## [DATA SHOWN]
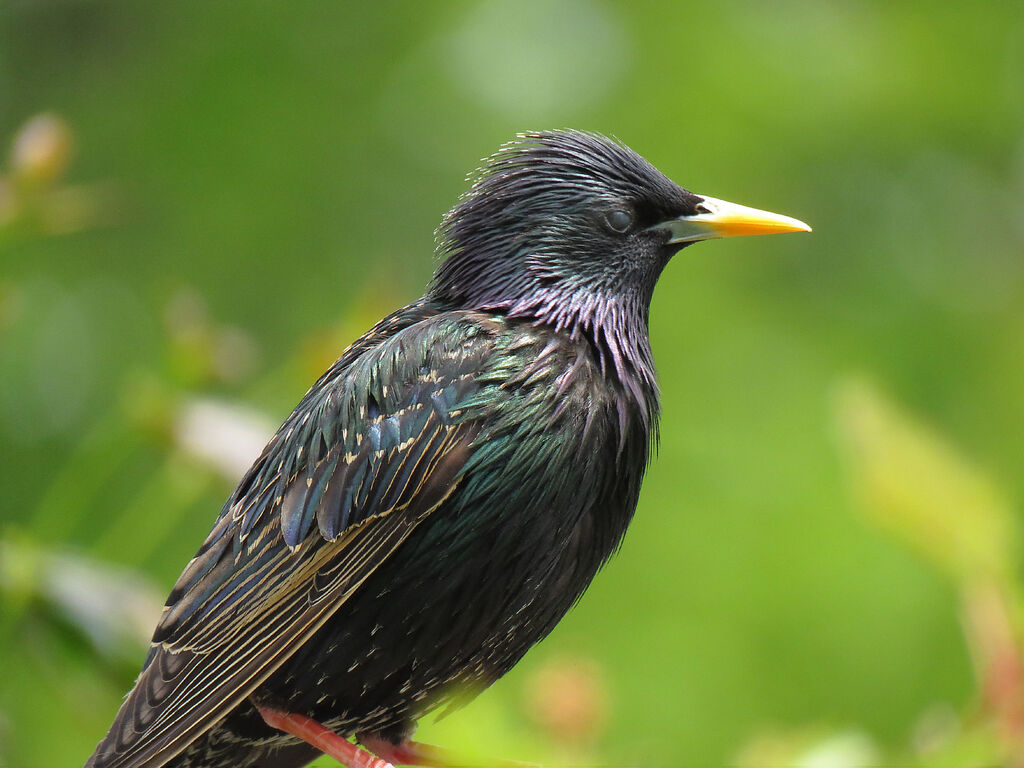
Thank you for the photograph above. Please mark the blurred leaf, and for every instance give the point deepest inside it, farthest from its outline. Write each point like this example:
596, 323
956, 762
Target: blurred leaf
913, 484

## [PROBLEM STATEMENT]
Rewrite the rows above, leaving out the pictures, with each "blurred leaf" changed to "out-of-focus leaf" and everything else kept the same.

## [TASK OUTPUT]
Thank you for the photograph above. Please mark the out-of-focus leaf, and for every instance give the point deepest inside it, farthest from its outline. Write each point like this example:
596, 323
956, 762
Target: out-of-focus leaf
913, 484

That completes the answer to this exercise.